▶ _What is needed_
Scale the rows below that start with the line containing "shape [[1255, 209]]." and go on through the line containing "[[823, 455], [734, 394]]", and rewrite only those lines, requests included. Multiply every coordinate in the answers by 0.4 and round to whole numbers, with halves going up, but leave the numbers in the requests and their format samples unchanged.

▶ _Material shown_
☆ ☆ ☆ ☆ ☆ ☆ ☆
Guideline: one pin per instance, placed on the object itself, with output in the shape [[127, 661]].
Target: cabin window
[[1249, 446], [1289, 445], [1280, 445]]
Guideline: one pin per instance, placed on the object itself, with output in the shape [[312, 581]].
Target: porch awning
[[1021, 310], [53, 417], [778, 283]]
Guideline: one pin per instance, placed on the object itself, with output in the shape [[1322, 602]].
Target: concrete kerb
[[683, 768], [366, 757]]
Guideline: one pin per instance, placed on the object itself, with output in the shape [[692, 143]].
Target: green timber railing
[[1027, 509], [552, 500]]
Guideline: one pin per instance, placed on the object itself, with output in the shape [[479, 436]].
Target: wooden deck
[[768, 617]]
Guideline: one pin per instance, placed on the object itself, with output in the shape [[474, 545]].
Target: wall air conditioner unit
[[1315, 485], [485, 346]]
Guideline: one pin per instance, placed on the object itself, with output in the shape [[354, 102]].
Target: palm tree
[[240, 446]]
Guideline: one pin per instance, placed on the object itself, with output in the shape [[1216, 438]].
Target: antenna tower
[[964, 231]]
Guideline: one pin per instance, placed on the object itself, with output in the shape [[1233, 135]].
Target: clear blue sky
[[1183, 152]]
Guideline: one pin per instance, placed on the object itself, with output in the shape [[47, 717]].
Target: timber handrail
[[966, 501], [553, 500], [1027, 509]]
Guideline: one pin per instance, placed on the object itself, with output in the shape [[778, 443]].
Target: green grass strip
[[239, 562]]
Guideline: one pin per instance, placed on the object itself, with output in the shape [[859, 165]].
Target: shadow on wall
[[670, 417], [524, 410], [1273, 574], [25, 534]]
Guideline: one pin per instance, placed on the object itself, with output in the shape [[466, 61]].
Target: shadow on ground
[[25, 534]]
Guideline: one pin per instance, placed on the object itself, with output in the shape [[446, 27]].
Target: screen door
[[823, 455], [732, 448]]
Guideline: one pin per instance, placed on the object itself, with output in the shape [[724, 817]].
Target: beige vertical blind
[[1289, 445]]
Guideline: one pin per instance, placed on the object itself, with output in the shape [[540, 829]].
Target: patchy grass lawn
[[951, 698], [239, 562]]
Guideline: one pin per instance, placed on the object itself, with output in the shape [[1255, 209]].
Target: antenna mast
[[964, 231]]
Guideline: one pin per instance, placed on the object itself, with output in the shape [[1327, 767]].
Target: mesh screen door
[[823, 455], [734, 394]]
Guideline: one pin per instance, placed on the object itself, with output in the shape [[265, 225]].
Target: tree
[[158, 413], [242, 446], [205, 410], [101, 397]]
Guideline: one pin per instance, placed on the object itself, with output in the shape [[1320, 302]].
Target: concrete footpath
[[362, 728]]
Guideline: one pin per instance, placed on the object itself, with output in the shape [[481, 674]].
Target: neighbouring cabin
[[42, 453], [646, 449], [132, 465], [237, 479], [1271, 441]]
☆ ☆ ☆ ☆ ☆ ☆ ☆
▶ _Full answer_
Guideline: one pin per instance, placed on the object itself, with output in the shape [[1255, 209]].
Target: antenna mast
[[386, 92]]
Guideline: one pin per instance, placed on the object itself, with output in the shape [[1327, 767]].
Target: mesh screen door
[[329, 182], [294, 158]]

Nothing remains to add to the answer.